■ WORK ITEM: Output the full listing exactly.

■ DATA LISTING:
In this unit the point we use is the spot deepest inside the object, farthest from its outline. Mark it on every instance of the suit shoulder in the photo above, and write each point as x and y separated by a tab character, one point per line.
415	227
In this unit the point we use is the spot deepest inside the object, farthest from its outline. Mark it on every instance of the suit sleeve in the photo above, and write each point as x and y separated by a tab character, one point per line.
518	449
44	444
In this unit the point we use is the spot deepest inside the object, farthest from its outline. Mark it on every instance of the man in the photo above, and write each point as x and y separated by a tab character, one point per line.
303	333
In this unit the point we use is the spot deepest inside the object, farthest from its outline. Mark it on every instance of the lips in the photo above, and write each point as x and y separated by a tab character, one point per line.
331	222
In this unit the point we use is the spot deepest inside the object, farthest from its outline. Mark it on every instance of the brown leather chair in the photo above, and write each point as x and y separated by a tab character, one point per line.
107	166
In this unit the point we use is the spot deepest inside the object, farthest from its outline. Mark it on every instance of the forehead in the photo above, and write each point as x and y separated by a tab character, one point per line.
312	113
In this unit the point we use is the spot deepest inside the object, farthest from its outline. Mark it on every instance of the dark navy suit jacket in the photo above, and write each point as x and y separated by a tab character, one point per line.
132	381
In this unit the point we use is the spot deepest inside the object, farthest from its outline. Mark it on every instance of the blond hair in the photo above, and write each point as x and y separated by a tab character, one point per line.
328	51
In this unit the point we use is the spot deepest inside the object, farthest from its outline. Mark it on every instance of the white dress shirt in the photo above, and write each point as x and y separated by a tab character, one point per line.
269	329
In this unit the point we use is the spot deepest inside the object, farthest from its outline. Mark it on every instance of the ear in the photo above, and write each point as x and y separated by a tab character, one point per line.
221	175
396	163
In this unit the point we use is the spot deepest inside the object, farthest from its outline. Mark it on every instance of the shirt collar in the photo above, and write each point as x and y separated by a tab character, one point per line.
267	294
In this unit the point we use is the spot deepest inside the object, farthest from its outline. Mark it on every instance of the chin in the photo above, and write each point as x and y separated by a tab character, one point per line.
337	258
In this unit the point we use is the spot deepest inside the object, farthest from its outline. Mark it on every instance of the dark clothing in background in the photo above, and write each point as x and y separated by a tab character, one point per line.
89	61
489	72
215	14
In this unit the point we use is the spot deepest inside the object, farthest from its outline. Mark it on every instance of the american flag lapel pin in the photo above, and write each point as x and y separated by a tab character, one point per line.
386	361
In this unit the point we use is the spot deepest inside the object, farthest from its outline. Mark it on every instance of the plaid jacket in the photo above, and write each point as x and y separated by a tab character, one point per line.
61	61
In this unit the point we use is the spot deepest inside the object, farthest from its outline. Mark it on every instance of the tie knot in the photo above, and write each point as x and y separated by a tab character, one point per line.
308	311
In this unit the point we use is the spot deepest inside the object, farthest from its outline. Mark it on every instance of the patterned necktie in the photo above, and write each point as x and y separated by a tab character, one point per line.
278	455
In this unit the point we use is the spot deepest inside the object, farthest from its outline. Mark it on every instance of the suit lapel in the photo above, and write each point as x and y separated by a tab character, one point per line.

■ FINISHED EXERCISE:
In this unit the point we use is the spot deepest inside the object, farthest from its outline. Mark it on every instance of the suit shoulder in the photo above, and write each point as x and y separated by a tab character, one point per line.
415	227
In this unit the point we use is the spot deepest inside the object, farthest from its outline. Mark it on every instance of the suit sleeve in the photo above, and write each point as x and y separated by a tab character, one point per line.
518	449
44	444
In this unit the point we use is the spot deepest inside the object, farthest from its outline. Mark it on every instance of the man in the photo above, and write each point as x and y separated by a tab character, one point per line.
303	333
In this unit the point we use is the spot deepest inside the object, farthest from its outline. Mark it on every instance of the lips in the photo above, and write each point as x and y separated by a tab character, one point per line.
331	222
In this unit the point we use is the spot deepest inside the object, farthest from its outline. Mark it on every instance of the brown leather chair in the photo above, and write each point as x and y separated by a tab character, one point per line.
107	166
In this unit the point we use is the spot deepest inside the object, farthest from its outline. Mark it on every instance of the forehead in the photo above, and write each point as x and y separated by a tab character, one point per line.
312	113
In this unit the point we use is the spot deepest inside the object, farthest from its outline. Mark it on every instance of the dark navy suit jacket in the photo above, and write each point as x and y separated by a tab character, one point per line.
132	381
In this unit the point we use is the spot deepest inside the object, farthest from its outline. Mark it on every instance of the blond hair in the photo above, and write each point as x and y separated by a tab character, one point per line.
328	51
In this unit the point we use is the spot deepest inside the object, farthest from its outline. Mark it on every instance of the white dress shirt in the photo above, and write each point as x and y separated by a tab character, one point per line.
269	329
In this unit the point we use is the spot deepest inside the object, farthest from its outline. Mark it on every instance of the ear in the photo above, and write each point as x and y separated by a tab character, one point per line.
221	175
396	163
In this unit the point we use is the spot deepest inside the object, farthest from its outline. Mark it on every instance of the shirt collar in the photo above, and write each point as x and y separated by a tab character, one point per line.
267	294
In this unit the point we use is the spot deepest inside the object, farthest from its outline. Mark it on every instance of the chin in the photo above, and write each point as x and y separated by a tab character, one point per line.
337	258
In this unit the point we use is the spot deepest inside the object, farthest from its outline. Mark it on every instance of the dark clothing in background in the photo above, and write each point as x and y separated by a tab character, one point per line.
89	61
489	72
215	14
In this unit the point we use is the spot deepest inside the object, farthest from its outline. Mark it on every instance of the american flag lapel pin in the photo above, and write each point as x and y separated by a tab character, one point per line.
386	361
In this unit the point we use is the spot deepest inside the object, farthest from its outline. Mark it on every instance of the plaid jacket in the photo above, and write each point as x and y separated by a tab character, one point per line.
61	61
In this unit the point we use is the spot deepest inside the object, farthest from its outline. Mark it on every instance of the tie knot in the photo above, and write each point as x and y separated by a tab character, one point per line.
308	311
In this unit the point we use is the spot deepest inside the object, farthest from its outline. Mark it on every instance of the patterned necktie in the photo above, and write each point as x and y separated by a tab character, one point per line.
278	455
In this unit the point we use is the spot deepest inside the object, farthest from its outline. Mark it on every instance of the suit lapel in the photo above, and write each point as x and y separated by a tab character, one point per line.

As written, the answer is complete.